→ PROBLEM TO SOLVE: Write out the whole of the material exactly.
------------------------------------------------------------
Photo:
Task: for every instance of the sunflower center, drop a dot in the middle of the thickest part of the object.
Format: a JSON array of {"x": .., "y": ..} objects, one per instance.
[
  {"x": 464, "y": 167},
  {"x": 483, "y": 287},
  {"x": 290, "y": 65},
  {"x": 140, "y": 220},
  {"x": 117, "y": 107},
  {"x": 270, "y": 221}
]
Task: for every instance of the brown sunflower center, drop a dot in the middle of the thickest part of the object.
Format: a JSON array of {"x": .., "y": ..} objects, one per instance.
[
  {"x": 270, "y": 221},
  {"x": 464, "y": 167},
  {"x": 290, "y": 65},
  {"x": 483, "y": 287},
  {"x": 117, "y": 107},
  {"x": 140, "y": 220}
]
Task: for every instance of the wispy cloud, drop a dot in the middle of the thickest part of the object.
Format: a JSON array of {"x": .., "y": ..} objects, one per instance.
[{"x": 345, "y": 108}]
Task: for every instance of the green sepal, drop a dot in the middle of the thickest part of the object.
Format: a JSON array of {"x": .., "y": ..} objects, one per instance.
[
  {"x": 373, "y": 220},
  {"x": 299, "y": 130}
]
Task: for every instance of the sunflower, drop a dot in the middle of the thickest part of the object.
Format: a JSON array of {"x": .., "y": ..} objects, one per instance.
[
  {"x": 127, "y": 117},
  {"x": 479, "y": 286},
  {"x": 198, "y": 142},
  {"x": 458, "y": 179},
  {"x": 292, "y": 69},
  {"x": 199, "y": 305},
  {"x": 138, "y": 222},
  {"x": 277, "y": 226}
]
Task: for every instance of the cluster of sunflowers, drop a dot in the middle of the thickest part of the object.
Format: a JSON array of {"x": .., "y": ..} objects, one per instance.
------------------------------------------------------------
→ REPLY TO THE EXERCISE:
Photo:
Task: for every instance of the sunflower center, drop a dot in the middle of the thickest part of the object.
Format: a JSON array of {"x": .., "y": ..} objects, one per instance.
[
  {"x": 464, "y": 167},
  {"x": 483, "y": 287},
  {"x": 290, "y": 65},
  {"x": 140, "y": 220},
  {"x": 117, "y": 107},
  {"x": 270, "y": 221}
]
Task: for every instance of the brown sunflower center, drop a dot in the middle of the thickest part of the object.
Format: a JSON array of {"x": .., "y": ..} objects, one per instance.
[
  {"x": 270, "y": 221},
  {"x": 464, "y": 167},
  {"x": 290, "y": 65},
  {"x": 483, "y": 287},
  {"x": 117, "y": 107},
  {"x": 140, "y": 220}
]
Task: for every instance of the wispy cloud, drop a dot in the middle of the thickest part of the object.
Format: a JSON array of {"x": .., "y": ..} objects, one per instance.
[{"x": 345, "y": 108}]
Task: for every instance of the green sepal, drop a dot in the middle of the thickest part of the object.
Format: a JSON array of {"x": .., "y": ..} objects, one per instance.
[
  {"x": 373, "y": 220},
  {"x": 299, "y": 130}
]
Task: for every instance of the sunflower, drop a dot in the middle of the thickest part of the object.
Format: a JSON array of {"x": .., "y": ..} objects, one per instance.
[
  {"x": 127, "y": 117},
  {"x": 479, "y": 286},
  {"x": 198, "y": 142},
  {"x": 458, "y": 179},
  {"x": 292, "y": 69},
  {"x": 199, "y": 305},
  {"x": 138, "y": 222},
  {"x": 277, "y": 226}
]
Task: for every instance of the cluster of sunflowers, drop a dot in the middle of the thickest part of the object.
Format: a JSON array of {"x": .., "y": ..} objects, one per instance.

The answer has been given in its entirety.